Show each line of the listing below that contains the word "background".

## GIVEN DATA
[START]

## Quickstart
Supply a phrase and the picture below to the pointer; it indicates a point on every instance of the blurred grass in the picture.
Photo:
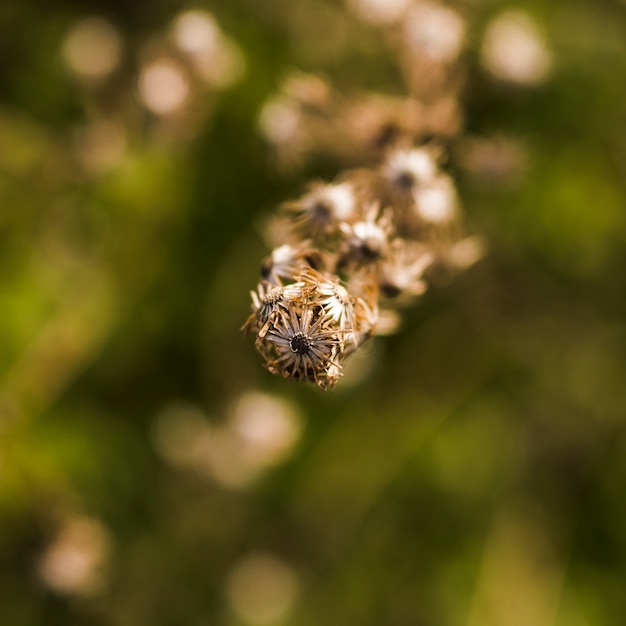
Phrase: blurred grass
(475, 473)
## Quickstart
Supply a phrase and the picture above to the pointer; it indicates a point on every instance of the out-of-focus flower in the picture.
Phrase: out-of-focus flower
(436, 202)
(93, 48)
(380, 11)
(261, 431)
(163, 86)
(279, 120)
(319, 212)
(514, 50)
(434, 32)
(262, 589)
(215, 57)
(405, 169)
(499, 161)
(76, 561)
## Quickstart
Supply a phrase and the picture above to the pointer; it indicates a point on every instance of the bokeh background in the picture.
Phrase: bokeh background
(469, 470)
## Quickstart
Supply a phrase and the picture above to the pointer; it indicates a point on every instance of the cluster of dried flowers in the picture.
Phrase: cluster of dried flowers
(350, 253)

[END]
[START]

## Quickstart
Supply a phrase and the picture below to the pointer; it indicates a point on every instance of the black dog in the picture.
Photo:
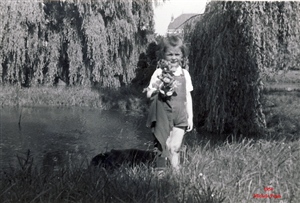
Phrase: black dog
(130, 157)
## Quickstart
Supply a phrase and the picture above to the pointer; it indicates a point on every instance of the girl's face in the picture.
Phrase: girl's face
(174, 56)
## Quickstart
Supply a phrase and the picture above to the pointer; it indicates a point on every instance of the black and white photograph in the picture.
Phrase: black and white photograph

[END]
[START]

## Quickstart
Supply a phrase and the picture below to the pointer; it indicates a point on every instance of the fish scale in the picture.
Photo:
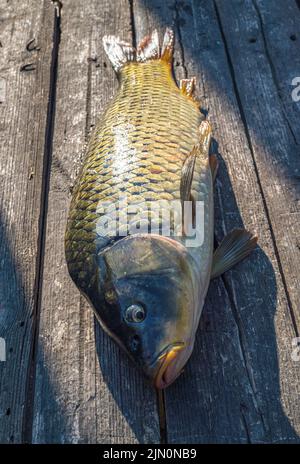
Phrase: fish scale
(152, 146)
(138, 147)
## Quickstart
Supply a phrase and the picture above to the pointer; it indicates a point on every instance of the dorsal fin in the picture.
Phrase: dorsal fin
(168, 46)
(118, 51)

[END]

## SOLUTION TO THE EXERCISE
Supply a phrase and the picture above to the pointer; it indicates a point on every instance of the bokeh background in the picture.
Phrase: bokeh background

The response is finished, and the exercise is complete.